**About this exercise**
Retype all of the data. Every line must match exactly.

:: Input material

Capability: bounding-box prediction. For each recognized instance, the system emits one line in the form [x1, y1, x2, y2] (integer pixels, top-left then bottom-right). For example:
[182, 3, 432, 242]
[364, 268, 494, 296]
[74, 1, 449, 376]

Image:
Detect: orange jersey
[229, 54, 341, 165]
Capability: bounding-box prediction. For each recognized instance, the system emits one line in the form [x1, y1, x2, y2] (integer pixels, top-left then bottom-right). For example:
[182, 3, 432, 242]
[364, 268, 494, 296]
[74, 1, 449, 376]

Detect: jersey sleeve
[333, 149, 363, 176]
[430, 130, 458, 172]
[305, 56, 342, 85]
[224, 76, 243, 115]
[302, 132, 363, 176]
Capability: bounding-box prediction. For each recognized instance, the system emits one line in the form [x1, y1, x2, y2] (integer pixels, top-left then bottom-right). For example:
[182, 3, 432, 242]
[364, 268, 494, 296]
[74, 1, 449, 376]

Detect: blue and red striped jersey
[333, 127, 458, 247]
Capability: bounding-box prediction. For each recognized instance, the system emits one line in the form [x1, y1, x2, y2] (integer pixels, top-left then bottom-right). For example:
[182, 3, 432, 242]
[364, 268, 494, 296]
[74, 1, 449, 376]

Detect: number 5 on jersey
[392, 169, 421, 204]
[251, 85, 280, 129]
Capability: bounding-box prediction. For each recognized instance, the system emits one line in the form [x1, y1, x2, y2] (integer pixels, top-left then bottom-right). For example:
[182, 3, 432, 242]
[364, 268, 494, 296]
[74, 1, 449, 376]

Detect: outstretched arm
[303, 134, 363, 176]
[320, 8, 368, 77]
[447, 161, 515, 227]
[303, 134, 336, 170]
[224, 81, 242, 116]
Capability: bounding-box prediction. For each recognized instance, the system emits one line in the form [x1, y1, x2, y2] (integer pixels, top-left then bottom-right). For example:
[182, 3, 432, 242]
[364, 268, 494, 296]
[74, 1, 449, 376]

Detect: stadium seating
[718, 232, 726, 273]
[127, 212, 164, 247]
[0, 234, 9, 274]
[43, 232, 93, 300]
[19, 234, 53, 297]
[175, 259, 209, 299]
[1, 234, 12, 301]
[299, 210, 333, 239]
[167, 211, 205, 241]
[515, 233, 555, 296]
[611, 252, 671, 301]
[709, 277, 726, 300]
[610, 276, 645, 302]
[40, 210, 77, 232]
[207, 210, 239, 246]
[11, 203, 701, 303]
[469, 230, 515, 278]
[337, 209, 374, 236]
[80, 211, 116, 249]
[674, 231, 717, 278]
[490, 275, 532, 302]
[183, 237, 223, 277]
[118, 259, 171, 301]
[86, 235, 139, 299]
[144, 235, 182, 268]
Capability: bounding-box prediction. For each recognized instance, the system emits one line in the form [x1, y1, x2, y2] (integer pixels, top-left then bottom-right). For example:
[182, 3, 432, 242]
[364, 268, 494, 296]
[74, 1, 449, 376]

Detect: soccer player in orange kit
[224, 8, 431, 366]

::::

**Worked solution**
Capability: bounding-box prediction. For each recognized instance, the system emits one line in the form [x1, y1, x2, y2] (integer pixels, top-left then bottom-right). For example:
[182, 3, 432, 242]
[364, 268, 494, 296]
[74, 1, 449, 376]

Image:
Detect: orange jersey
[229, 54, 341, 165]
Capability: bounding-box prediction. For each recognized instance, the system emits one line in the form [x1, y1, x2, y2] (integer pixels, top-left then bottom-right). For example:
[182, 3, 432, 242]
[364, 268, 494, 296]
[74, 1, 449, 376]

Detect: jersey sleeve
[333, 149, 363, 176]
[430, 130, 458, 172]
[305, 56, 342, 85]
[224, 76, 243, 115]
[302, 132, 363, 176]
Capability: bounding-box prediction. For each recognized instance, the system emits one line in the form [x1, y1, x2, y2] (integer pixels, top-left then bottom-right). For example:
[182, 3, 432, 242]
[364, 268, 494, 296]
[74, 1, 449, 376]

Detect: blue and red striped jersey
[333, 127, 458, 247]
Capability: bounding-box prediction. For each recognized instance, the system emits one line in the form [x1, y1, x2, y2] (integer pixels, top-left then bottom-right). For example:
[182, 3, 432, 242]
[364, 268, 494, 296]
[74, 1, 449, 376]

Detect: number 5 on jersey
[392, 169, 421, 204]
[251, 85, 280, 129]
Capability: bounding-box prediction. For each recognized instance, the system emits one line in the form [x1, y1, x2, y2] (integer pixels, top-left then bottom-right). For example:
[182, 3, 432, 242]
[364, 268, 494, 296]
[74, 1, 449, 376]

Detect: outstretched arm
[303, 134, 363, 176]
[320, 8, 368, 77]
[447, 161, 515, 227]
[303, 134, 336, 170]
[224, 81, 242, 116]
Capability: bounding-box prediction. For each recognized instance, the system emits one line in the form [x1, y1, x2, y2] (integer pixels, top-left then bottom-right). For example:
[182, 3, 432, 242]
[364, 268, 494, 296]
[74, 1, 449, 376]

Detect: stadium seating
[718, 232, 726, 273]
[127, 212, 164, 247]
[0, 234, 9, 274]
[43, 232, 93, 300]
[19, 234, 53, 297]
[175, 259, 209, 299]
[1, 234, 12, 301]
[299, 210, 333, 239]
[167, 211, 205, 241]
[515, 233, 555, 296]
[611, 252, 671, 301]
[709, 277, 726, 300]
[610, 276, 645, 302]
[40, 210, 77, 232]
[207, 210, 239, 246]
[11, 203, 701, 303]
[469, 230, 515, 278]
[337, 209, 374, 236]
[80, 211, 116, 249]
[674, 231, 717, 278]
[490, 275, 532, 302]
[183, 237, 223, 277]
[118, 259, 171, 301]
[86, 235, 139, 299]
[144, 235, 182, 268]
Capability: bounding-box prediction. For each recognized instance, the system emits one line in the form [x1, y1, x2, y2] (integer pixels, top-left then bottom-right). For example:
[182, 3, 432, 242]
[364, 268, 494, 296]
[74, 1, 449, 376]

Detect: soccer player in orange kit
[224, 8, 431, 366]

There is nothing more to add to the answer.